Please return the whole letter about the edition of Barley's lute tablature book, word for word.

### Reading passage
:::::

Dear Charles,
I looked for this title on the antiquarian market and found about dozen
copies ranging in price from an outrageous $45 (30 Euros) to an obscene $85.
The book's so bad, it's become notorious--now, in this modern edition from
1966, and
back then, in Elizabethan days. The title is misleading. It's not a history
of lute music, but rather an edition of William Barley's A New Booke of
Tabliture of 1596, which was itself a disaster. Dowland complained about
it, because it had so many mistake-filled versions of his music. For
example, Barley published the second lute part for a Dowland duet, but not
the first lute part.
In Newcomb's hands it fairs no better. (He didn't know
it was a duet part, either.) One of my favorite Thursdon Dart quotations
comes from his review of the edition, "Barley's book bristles with more
snags than a teasle, and Newcomb has been caught by rather too many of
them.""
It may be worth a few dollars as a curiosity. Otherwise, . . .

:::::

Picture annotation entries:
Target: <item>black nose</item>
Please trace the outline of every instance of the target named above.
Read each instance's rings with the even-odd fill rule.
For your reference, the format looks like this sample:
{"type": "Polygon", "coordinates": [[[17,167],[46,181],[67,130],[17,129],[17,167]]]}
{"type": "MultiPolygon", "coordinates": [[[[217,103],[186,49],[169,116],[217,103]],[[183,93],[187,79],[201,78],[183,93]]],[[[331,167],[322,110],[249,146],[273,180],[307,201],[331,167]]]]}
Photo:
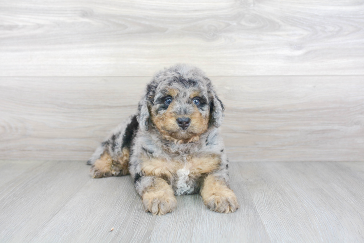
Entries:
{"type": "Polygon", "coordinates": [[[188,117],[180,117],[177,119],[178,125],[182,128],[184,128],[189,126],[190,122],[191,122],[191,119],[188,117]]]}

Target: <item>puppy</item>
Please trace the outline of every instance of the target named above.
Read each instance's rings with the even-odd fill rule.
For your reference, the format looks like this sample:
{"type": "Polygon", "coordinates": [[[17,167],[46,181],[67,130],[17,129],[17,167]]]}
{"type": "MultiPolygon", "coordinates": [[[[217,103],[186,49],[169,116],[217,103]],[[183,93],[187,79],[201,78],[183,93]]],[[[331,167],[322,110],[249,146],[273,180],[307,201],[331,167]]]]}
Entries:
{"type": "Polygon", "coordinates": [[[224,106],[199,69],[177,65],[157,73],[136,114],[119,125],[87,163],[93,178],[130,174],[146,210],[163,215],[175,195],[199,193],[212,211],[239,208],[228,184],[218,127],[224,106]]]}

:::::

### Result below
Dear Charles,
I looked for this title on the antiquarian market and found about dozen
copies ranging in price from an outrageous $45 (30 Euros) to an obscene $85.
The book's so bad, it's become notorious--now, in this modern edition from
1966, and
back then, in Elizabethan days. The title is misleading. It's not a history
of lute music, but rather an edition of William Barley's A New Booke of
Tabliture of 1596, which was itself a disaster. Dowland complained about
it, because it had so many mistake-filled versions of his music. For
example, Barley published the second lute part for a Dowland duet, but not
the first lute part.
In Newcomb's hands it fairs no better. (He didn't know
it was a duet part, either.) One of my favorite Thursdon Dart quotations
comes from his review of the edition, "Barley's book bristles with more
snags than a teasle, and Newcomb has been caught by rather too many of
them.""
It may be worth a few dollars as a curiosity. Otherwise, . . .